*Extract to read:*

- - -

Copywriting is the act of writing text for the purpose of advertising or other forms of marketing. The product, called copy, is written content that aims to increase brand awareness and ultimately persuade a person or group to take a particular action.
Copywriters help create billboards, brochures, catalogs, jingle lyrics, magazine and newspaper advertisements, sales letters and other direct mail, scripts for television or radio commercials, taglines, white papers, social media posts, and other marketing communications.
They are generally known as website content writers or copywriters if their work appears mostly on the Internet. A content writer helps create online advertisements, web pages, email newsletters, blog posts and social media posts.
Cross discipline copywriters who look at the wider context of their work are called digital copywriters. The distinction is that these individuals consider the mechanics of the user journey, the external links that are included in the copy for search engine optimization and are highly focused towards creating online sales and dealing with technical issues such as bounce rate.
Copywriters also work in-house for retail chains, book publishers or other big firms which advertise frequently. They can also be employed to write advertorials for newspapers, magazines, broadcasters and cable providers.

- - -

*Required tasks:*
a: Copy out the stretch of the copywriting passage from "Copywriters help create" through "social media posts.".
b: Continue the passage on copywriting from where it stops.

*Data under study:*
- - -

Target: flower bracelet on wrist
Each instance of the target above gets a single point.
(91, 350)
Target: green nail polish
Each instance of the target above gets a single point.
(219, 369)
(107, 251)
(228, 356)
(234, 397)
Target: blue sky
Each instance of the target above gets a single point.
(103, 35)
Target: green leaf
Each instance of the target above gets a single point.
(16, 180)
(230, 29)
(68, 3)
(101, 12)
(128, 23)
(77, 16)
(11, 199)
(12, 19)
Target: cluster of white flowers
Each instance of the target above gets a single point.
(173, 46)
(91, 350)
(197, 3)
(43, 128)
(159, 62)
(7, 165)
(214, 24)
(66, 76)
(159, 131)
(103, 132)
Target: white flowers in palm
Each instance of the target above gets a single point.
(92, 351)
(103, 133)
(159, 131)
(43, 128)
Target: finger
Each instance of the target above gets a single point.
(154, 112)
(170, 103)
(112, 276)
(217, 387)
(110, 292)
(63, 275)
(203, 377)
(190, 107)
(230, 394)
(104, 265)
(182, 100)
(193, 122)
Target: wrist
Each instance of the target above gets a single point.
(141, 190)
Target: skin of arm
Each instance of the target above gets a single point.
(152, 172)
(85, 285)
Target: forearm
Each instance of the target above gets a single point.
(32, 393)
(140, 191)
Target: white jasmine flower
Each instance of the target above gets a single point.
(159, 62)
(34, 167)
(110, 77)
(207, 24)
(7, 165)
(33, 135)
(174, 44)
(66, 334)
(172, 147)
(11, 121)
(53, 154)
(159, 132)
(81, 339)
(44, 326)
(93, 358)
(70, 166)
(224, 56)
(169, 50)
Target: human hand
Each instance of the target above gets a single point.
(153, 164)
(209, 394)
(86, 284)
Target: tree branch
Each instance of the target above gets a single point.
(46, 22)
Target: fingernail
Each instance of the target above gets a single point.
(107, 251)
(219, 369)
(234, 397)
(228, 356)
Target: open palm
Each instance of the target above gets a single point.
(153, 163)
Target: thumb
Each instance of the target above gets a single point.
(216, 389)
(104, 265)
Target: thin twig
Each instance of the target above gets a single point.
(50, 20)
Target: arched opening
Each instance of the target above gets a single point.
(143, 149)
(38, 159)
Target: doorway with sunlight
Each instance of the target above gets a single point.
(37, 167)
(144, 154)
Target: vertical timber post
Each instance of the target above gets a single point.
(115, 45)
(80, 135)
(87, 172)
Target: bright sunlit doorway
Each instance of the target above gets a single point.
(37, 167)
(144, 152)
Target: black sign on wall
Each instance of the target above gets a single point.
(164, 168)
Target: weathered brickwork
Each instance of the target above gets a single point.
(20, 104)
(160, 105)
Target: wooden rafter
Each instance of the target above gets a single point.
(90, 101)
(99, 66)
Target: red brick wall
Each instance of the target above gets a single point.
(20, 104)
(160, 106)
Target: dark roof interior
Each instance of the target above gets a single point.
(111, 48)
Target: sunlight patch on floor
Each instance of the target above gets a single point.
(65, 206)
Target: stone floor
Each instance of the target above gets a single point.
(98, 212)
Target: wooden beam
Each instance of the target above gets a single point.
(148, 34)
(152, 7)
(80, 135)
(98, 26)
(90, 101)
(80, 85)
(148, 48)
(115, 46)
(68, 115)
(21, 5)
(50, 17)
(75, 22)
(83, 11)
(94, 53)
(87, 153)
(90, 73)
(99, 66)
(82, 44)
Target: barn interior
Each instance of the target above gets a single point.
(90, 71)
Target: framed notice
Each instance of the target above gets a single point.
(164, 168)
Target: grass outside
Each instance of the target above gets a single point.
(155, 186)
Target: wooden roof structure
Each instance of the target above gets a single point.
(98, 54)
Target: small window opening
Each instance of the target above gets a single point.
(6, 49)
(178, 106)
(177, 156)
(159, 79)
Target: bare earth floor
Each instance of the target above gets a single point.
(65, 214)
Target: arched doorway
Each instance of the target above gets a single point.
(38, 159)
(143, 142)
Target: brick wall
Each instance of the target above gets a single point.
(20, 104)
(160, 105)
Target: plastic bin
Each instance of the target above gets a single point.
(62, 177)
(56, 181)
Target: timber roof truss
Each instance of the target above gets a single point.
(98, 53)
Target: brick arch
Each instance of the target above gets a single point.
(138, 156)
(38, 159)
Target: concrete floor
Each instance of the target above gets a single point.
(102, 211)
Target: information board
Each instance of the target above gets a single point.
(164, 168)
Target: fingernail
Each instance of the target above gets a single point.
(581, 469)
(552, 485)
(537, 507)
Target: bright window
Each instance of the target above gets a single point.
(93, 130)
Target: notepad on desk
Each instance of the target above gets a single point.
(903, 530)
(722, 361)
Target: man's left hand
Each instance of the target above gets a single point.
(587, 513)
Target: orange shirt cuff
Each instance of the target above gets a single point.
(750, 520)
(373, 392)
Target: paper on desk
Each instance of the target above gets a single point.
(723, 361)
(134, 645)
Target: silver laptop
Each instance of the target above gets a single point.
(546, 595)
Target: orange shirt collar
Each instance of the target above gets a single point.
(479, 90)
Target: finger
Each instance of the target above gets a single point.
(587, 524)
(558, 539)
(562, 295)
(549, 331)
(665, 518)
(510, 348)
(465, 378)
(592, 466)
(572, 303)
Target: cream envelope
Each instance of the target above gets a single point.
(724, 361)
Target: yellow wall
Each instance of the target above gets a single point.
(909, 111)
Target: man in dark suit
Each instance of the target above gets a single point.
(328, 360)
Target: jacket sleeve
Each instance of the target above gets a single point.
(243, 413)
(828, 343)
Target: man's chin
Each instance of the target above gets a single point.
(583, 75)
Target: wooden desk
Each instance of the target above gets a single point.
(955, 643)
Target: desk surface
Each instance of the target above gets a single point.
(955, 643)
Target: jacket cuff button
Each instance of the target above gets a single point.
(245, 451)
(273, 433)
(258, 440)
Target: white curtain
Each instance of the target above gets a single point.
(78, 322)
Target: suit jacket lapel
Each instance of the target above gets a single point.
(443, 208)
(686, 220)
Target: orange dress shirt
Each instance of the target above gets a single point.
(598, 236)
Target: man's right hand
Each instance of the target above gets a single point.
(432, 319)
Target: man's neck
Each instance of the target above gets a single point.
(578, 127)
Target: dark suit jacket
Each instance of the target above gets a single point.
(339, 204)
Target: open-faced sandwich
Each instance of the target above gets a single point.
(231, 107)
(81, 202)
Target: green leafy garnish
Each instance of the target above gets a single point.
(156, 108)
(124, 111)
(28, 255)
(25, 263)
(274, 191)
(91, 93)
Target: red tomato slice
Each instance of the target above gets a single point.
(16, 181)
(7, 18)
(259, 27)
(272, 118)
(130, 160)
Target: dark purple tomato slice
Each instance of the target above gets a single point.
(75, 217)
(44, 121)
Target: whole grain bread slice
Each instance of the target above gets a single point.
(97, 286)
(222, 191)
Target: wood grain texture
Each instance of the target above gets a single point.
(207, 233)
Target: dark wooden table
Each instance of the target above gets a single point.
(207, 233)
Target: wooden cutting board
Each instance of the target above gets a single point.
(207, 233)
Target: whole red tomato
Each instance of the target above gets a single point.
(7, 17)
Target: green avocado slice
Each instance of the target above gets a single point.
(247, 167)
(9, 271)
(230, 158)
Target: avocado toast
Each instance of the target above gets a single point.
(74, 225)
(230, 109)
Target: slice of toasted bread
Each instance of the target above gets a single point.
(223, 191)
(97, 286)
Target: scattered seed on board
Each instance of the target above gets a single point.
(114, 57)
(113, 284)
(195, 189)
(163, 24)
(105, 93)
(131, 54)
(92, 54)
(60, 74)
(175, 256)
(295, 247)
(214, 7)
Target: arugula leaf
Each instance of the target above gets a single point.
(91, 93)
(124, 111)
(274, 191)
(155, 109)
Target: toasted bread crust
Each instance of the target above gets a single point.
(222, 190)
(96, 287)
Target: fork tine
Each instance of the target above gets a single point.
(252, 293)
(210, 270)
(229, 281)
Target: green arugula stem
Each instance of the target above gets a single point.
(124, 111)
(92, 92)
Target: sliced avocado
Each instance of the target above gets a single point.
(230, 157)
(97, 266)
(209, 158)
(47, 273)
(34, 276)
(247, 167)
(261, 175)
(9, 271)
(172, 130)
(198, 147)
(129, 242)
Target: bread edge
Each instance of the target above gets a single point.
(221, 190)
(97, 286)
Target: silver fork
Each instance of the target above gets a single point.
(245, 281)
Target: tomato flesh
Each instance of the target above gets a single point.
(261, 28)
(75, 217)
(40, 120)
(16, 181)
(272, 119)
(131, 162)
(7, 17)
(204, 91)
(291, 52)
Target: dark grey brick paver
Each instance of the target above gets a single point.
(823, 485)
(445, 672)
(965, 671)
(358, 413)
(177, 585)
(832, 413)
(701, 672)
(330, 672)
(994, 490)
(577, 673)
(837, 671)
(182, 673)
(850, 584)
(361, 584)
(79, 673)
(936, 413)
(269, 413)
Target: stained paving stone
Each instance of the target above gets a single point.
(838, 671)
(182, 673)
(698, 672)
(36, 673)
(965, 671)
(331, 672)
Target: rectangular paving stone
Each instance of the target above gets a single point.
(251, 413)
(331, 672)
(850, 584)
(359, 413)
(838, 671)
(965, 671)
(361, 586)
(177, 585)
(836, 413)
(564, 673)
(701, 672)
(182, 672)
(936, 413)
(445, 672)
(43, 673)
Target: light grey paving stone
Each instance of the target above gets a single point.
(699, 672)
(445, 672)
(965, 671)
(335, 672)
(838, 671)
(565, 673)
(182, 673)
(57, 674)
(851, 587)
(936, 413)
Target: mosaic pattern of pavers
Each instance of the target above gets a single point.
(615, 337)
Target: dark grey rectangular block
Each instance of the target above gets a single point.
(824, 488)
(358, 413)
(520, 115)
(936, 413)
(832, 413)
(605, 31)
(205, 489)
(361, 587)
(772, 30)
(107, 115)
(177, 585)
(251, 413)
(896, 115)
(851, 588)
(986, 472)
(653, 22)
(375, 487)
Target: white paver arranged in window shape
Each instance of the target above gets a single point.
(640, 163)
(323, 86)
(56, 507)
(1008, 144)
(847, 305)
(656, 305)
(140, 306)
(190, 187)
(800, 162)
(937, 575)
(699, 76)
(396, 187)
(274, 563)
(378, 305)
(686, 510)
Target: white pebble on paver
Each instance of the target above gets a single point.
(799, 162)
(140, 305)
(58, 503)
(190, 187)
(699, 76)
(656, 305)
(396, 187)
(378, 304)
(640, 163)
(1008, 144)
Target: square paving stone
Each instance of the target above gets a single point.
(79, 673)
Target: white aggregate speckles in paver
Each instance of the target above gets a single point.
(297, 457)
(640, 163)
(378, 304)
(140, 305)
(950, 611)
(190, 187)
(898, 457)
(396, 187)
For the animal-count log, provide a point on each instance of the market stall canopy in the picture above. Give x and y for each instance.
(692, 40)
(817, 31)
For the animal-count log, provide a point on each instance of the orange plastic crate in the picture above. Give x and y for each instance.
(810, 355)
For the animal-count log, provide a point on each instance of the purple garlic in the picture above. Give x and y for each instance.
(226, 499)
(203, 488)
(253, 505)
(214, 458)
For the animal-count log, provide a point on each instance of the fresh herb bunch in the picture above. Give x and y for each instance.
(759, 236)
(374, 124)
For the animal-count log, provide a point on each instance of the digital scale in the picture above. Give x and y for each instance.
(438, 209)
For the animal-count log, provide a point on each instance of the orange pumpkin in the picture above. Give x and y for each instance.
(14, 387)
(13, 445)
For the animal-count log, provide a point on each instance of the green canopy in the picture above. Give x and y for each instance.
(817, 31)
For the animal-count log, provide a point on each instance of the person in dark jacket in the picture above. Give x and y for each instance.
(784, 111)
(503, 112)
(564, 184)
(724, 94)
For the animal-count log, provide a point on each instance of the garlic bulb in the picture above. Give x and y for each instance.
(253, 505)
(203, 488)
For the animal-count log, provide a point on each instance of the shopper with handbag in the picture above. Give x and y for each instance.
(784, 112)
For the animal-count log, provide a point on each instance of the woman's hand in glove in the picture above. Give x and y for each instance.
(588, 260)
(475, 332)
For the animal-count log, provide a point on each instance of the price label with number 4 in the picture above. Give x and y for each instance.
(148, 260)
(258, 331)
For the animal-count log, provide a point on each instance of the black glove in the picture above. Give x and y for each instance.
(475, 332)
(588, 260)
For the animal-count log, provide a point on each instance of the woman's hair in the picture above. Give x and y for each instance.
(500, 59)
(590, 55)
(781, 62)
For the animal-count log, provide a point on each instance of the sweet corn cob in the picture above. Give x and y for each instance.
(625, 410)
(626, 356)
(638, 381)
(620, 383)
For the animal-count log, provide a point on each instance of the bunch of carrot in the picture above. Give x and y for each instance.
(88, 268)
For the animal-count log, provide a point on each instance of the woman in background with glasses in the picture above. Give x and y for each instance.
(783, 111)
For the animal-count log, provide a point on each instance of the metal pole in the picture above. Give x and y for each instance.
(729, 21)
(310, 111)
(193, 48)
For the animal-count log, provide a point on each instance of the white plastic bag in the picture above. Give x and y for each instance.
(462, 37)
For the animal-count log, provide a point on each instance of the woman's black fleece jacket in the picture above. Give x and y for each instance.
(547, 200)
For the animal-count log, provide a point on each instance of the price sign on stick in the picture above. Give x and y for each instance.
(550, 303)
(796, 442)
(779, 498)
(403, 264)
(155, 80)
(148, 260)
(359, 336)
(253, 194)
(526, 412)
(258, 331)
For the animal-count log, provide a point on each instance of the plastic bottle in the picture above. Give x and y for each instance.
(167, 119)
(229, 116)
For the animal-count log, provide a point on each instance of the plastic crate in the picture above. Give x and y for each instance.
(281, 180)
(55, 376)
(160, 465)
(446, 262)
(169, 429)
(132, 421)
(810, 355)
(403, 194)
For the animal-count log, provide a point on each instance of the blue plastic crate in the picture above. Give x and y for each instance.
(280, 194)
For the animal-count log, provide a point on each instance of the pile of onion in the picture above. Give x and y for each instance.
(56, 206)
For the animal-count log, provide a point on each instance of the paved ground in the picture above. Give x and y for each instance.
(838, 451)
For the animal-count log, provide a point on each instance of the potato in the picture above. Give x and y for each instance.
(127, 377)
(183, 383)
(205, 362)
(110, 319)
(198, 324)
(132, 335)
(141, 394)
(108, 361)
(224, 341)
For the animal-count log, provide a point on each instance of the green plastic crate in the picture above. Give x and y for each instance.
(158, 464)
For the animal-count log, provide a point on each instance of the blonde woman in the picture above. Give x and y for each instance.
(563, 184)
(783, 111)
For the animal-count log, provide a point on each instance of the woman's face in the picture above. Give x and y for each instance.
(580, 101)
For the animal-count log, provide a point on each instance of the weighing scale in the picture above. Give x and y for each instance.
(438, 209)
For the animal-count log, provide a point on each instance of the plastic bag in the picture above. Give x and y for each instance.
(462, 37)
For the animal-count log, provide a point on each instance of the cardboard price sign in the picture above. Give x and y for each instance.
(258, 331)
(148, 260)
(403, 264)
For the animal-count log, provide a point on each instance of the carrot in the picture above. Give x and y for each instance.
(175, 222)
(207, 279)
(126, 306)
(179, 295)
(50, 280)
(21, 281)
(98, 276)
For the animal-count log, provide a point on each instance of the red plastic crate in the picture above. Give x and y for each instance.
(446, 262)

- - -

*Results of the exercise:*
a:
Copywriters help create billboards, brochures, catalogs, jingle lyrics, magazine and newspaper advertisements, sales letters and other direct mail, scripts for television or radio commercials, taglines, white papers, social media posts, and other marketing communications.
They are generally known as website content writers or copywriters if their work appears mostly on the Internet. A content writer helps create online advertisements, web pages, email newsletters, blog posts and social media posts.

b:
Copywriters are similar to technical writers and the careers may overlap. Broadly speaking, however, technical writing is dedicated to informing readers rather than persuading them. For example, a copywriter writes an advertisement to sell a car, while a technical writer writes the operator's manual explaining how to use it.
John Emory Powers (1837-1919) was the world's first full-time copywriter. Other famous copywriters who worked in advertising throughout their careers include William Bernbach, Leo Burnett, Robert Collier, Claude C. Hopkins, David Ogilvy and Lester Wunderman.
Many creative artists worked as copywriters before becoming famous, including:
In book publishing, flap copy or jacket flap copy is the summary of a book which appears on the inside of a hardcover dust jacket; back cover copy is similar text, usually briefer, on the outside back cover; and catalog copy is a summary written for a publisher's catalog.
The Internet has expanded the range of copywriting opportunities to include landing pages and other web content, online advertisements, emails, blogs, social media and other forms of electronic communications.
The Internet has brought new opportunities for copywriters to learn their craft, do research and view others' work. Clients, copywriters and art directors can more readily find each other, making freelancing a viable job option.
Web copy may include among its objectives the achievement of higher rankings in search engines. Known as "organic" search engine optimization (SEO), this involves the strategic placement and repetition of keywords and keyword phrases on web pages, writing in a manner that human readers would consider normal.